— start —
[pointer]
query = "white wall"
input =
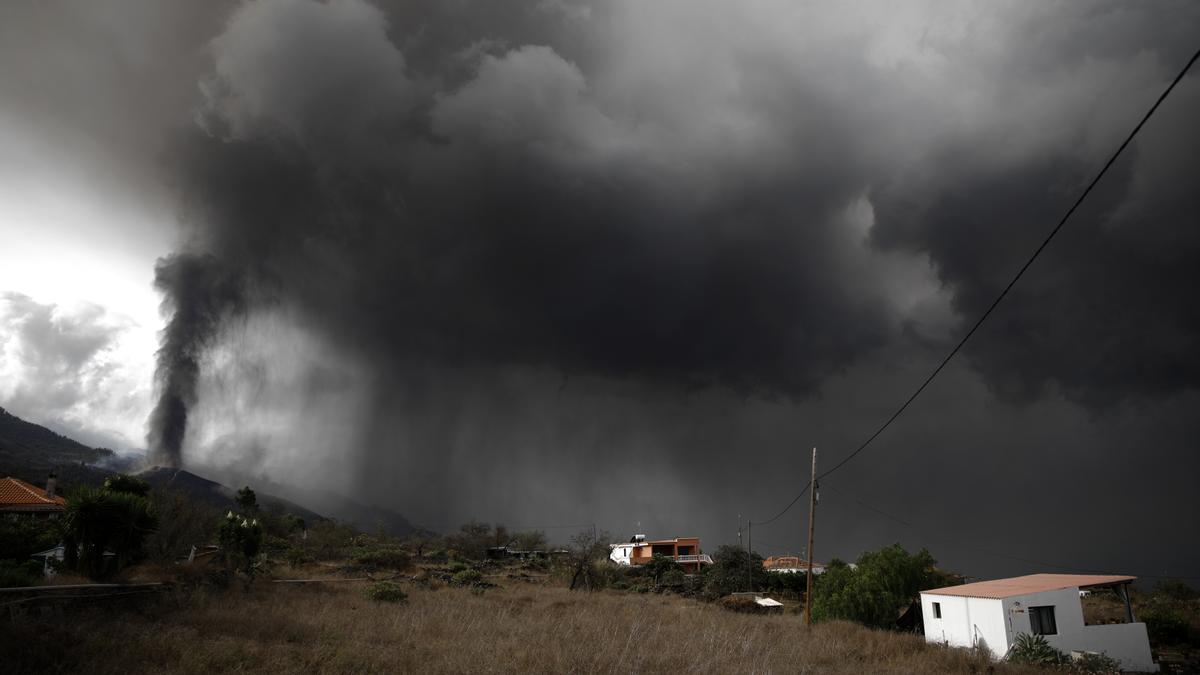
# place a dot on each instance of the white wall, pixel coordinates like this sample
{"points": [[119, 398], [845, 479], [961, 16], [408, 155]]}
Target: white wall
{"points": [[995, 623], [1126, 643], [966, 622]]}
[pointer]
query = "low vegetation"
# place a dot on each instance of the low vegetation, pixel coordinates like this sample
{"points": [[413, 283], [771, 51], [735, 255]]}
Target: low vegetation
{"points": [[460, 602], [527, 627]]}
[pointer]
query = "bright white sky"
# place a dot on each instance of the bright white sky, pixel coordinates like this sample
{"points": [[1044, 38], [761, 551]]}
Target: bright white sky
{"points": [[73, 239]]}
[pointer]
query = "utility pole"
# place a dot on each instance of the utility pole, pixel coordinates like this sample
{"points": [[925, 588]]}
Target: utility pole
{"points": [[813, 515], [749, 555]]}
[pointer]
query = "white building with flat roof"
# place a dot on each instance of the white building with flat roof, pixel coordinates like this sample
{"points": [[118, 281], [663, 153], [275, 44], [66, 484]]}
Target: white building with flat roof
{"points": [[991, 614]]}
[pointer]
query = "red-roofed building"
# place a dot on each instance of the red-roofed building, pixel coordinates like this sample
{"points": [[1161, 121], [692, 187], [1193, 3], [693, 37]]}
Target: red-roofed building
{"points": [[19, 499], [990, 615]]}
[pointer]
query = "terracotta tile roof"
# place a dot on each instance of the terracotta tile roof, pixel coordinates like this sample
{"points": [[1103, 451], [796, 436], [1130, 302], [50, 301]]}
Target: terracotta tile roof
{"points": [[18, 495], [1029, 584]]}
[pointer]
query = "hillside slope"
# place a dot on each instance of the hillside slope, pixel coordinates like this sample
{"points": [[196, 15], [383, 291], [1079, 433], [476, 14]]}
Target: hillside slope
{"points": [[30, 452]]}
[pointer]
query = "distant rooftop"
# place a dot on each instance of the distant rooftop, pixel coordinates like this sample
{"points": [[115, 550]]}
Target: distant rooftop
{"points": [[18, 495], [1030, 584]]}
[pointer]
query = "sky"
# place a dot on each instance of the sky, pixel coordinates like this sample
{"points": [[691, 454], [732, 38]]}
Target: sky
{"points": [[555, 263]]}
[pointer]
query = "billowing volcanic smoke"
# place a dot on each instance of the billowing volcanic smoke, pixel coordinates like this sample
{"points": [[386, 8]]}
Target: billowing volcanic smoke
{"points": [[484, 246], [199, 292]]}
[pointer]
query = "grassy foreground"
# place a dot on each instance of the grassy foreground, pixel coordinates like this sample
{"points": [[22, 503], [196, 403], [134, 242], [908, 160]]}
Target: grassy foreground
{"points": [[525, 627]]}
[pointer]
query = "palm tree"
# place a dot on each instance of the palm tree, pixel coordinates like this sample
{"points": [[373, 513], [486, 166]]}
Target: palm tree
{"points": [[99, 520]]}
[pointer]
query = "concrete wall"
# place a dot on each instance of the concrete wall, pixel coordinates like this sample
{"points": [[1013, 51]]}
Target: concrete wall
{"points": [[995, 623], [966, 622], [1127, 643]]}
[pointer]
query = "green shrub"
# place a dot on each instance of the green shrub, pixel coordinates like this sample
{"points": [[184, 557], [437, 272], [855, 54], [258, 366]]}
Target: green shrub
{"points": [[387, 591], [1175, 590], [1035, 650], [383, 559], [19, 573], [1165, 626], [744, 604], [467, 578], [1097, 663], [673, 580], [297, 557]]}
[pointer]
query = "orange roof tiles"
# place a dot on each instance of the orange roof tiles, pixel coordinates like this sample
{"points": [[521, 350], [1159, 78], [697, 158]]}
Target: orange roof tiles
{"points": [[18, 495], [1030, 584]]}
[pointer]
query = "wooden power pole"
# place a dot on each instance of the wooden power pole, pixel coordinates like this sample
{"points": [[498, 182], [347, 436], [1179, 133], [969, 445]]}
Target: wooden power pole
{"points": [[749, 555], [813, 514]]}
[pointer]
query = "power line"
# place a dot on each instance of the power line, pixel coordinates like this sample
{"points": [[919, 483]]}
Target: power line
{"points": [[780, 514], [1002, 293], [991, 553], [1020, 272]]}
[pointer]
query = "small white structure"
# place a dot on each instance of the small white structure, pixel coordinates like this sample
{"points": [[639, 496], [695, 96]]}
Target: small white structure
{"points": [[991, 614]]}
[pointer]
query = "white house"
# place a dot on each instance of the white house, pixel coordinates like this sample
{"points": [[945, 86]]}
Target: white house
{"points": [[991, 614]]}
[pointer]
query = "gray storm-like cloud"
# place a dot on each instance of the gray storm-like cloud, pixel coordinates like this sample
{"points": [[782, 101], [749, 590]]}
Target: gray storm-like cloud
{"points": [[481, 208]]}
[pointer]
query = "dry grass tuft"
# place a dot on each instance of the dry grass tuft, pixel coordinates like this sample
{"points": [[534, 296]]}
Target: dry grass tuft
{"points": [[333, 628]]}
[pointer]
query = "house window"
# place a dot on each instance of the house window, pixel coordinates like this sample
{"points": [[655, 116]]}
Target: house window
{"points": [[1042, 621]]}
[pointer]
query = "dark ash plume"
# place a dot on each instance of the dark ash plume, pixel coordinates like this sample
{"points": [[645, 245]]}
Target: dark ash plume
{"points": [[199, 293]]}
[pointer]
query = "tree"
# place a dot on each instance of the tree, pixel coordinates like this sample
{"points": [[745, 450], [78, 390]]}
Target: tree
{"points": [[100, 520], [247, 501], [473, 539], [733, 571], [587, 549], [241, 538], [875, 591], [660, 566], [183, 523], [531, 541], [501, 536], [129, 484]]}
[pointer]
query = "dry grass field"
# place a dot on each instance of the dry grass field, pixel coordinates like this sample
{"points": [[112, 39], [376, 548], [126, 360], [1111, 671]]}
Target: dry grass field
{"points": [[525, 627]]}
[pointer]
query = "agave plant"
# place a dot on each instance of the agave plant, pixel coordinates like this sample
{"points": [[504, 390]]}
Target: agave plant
— end —
--- EXERCISE BRIEF ---
Would you mind returning each entry above word for word, skipping the images?

--- RESULT OF THIS TASK ---
[pointer]
query = "white wall"
input =
# place a dot on each instance of the white wall, pixel coordinates like this sample
{"points": [[119, 398], [845, 479], [961, 16], [408, 155]]}
Target: white wall
{"points": [[995, 623], [1126, 643], [966, 622]]}
[pointer]
query = "low vegetation"
# place a dot on each instance of the low vegetation, pixel coordinates like this sample
{"points": [[413, 283], [771, 51], [735, 255]]}
Target: low vegetation
{"points": [[460, 602], [527, 627]]}
[pointer]
query = "bright white sky"
# place a dot on each instance of the bright white sky, pixel coordinates like this sample
{"points": [[1044, 38], [761, 551]]}
Target: bright white sky
{"points": [[73, 239]]}
[pointer]
query = "utility pole"
# place a dot on each instance of the utility pole, pixel coordinates like this sample
{"points": [[925, 588]]}
Target: utility pole
{"points": [[813, 515], [749, 555]]}
[pointer]
query = "white building with flat roof"
# place a dot on each instance of the white building with flat roof, pixel coordinates like this sample
{"points": [[118, 281], [663, 153], [275, 44], [66, 484]]}
Target: white building with flat roof
{"points": [[991, 614]]}
[pointer]
query = "red-roofed building"
# place a dot on each instance of the red-roofed building, pixel coordinates like this sample
{"points": [[1161, 121], [692, 187], [1193, 3], [693, 37]]}
Target: red-roofed building
{"points": [[19, 499], [990, 615]]}
[pointer]
query = "terracotta tile roof"
# place a dot on each instance of the terracotta tile roof, pixel coordinates like this sample
{"points": [[1103, 451], [796, 436], [1130, 302], [50, 301]]}
Target: terracotta tile roof
{"points": [[18, 495], [1029, 584]]}
[pointer]
query = "hillside slope"
# place a dot on each instance of the hillside slope, pixel coordinates like this sample
{"points": [[196, 15], [383, 291], [1079, 433], [476, 14]]}
Target: hillside slope
{"points": [[30, 452]]}
[pointer]
query = "distant rooftop"
# place a dot on each instance of the distant rooftop, pixel coordinates like this sample
{"points": [[115, 550]]}
Target: distant rooftop
{"points": [[18, 495], [1030, 584]]}
[pointer]
query = "sky"
# place a dot on each instance of the sky, pixel coordinates like this sample
{"points": [[691, 454], [732, 38]]}
Target: sky
{"points": [[555, 263]]}
[pointer]
query = "billowing volcanic smoke"
# place a dot on each instance of the billowing volcanic smoke, pixel coordinates like this sample
{"points": [[386, 8]]}
Target: billowing volcanic smoke
{"points": [[484, 246], [199, 292]]}
[pointer]
query = "grassy foreground"
# place a dot on each instance of the grassy foreground, pixel coordinates like this sample
{"points": [[22, 503], [196, 403], [134, 242], [908, 160]]}
Target: grassy foreground
{"points": [[525, 627]]}
[pointer]
query = "palm tree"
# place a dot on each instance of the palm tree, pixel coordinates like this sample
{"points": [[373, 513], [486, 166]]}
Target: palm tree
{"points": [[99, 520]]}
[pointer]
query = "concrete wall"
# place a dot on each instance of the concrete wall, pixel coordinates like this sample
{"points": [[1013, 51]]}
Target: concrete wall
{"points": [[995, 623], [966, 622], [1127, 643]]}
[pointer]
query = "green shrub"
# place a dot on each instance of the green shrub, pixel coordinates like this sample
{"points": [[184, 557], [437, 272], [855, 54], [258, 366]]}
Target: green shrub
{"points": [[387, 591], [1175, 590], [1035, 650], [383, 559], [19, 573], [1165, 626], [744, 604], [467, 578], [1097, 663], [673, 580], [297, 557]]}
[pointer]
query = "orange roof tiles"
# place a dot on each instance of the orange roof tiles, pixel coordinates like this sample
{"points": [[521, 350], [1159, 78], [697, 158]]}
Target: orange roof tiles
{"points": [[18, 495], [1030, 584]]}
[pointer]
query = "wooden power pole"
# place a dot on each instance of the wooden power pole, pixel coordinates like this sample
{"points": [[498, 182], [347, 436], [1179, 133], [969, 445]]}
Target: wooden power pole
{"points": [[749, 555], [813, 514]]}
[pointer]
query = "power line"
# place a dot on each instance of the power line, pixel coordinates like this sample
{"points": [[919, 483]]}
Target: power line
{"points": [[780, 514], [1002, 293], [991, 553], [1020, 272]]}
[pointer]
query = "small white structure"
# place a dot on each instance of the small white structure, pixel coordinates like this sample
{"points": [[639, 496], [695, 96]]}
Target: small white structure
{"points": [[991, 614]]}
[pointer]
query = "white house"
# place a dot on each instance of the white house, pixel coordinates like this sample
{"points": [[945, 86]]}
Target: white house
{"points": [[991, 614]]}
[pointer]
query = "gray storm-like cloud"
# place a dot on each instance of the gray storm-like cloud, pixel coordinates like this sample
{"points": [[782, 101], [749, 590]]}
Target: gray storm-like cloud
{"points": [[481, 208]]}
[pointer]
query = "dry grass tuft"
# place a dot on each instance of the dry grass tuft, pixel coordinates like this sample
{"points": [[534, 296]]}
Target: dry grass tuft
{"points": [[333, 628]]}
[pointer]
query = "house window"
# place a dot on each instance of the house window, pixel coordinates like this sample
{"points": [[655, 116]]}
Target: house window
{"points": [[1042, 621]]}
[pointer]
query = "dark ash plume"
# place a dot on each instance of the dark ash plume, pixel coordinates like this sample
{"points": [[645, 245]]}
Target: dark ash plume
{"points": [[199, 293]]}
[pointer]
query = "tree"
# place a dot on each instance of the tree, pixel coordinates like this sample
{"points": [[745, 450], [78, 390]]}
Target: tree
{"points": [[100, 520], [247, 501], [473, 539], [733, 571], [587, 549], [241, 538], [875, 591], [660, 566], [183, 523], [531, 541], [501, 536], [129, 484]]}
[pointer]
query = "dry grass field"
# place a dot on each instance of the dry grass field, pixel coordinates like this sample
{"points": [[112, 39], [376, 548], [126, 360], [1111, 671]]}
Target: dry grass field
{"points": [[525, 627]]}
[pointer]
query = "agave plant"
# place a dot on each instance of the agave plant, pixel coordinates like this sample
{"points": [[504, 390]]}
Target: agave plant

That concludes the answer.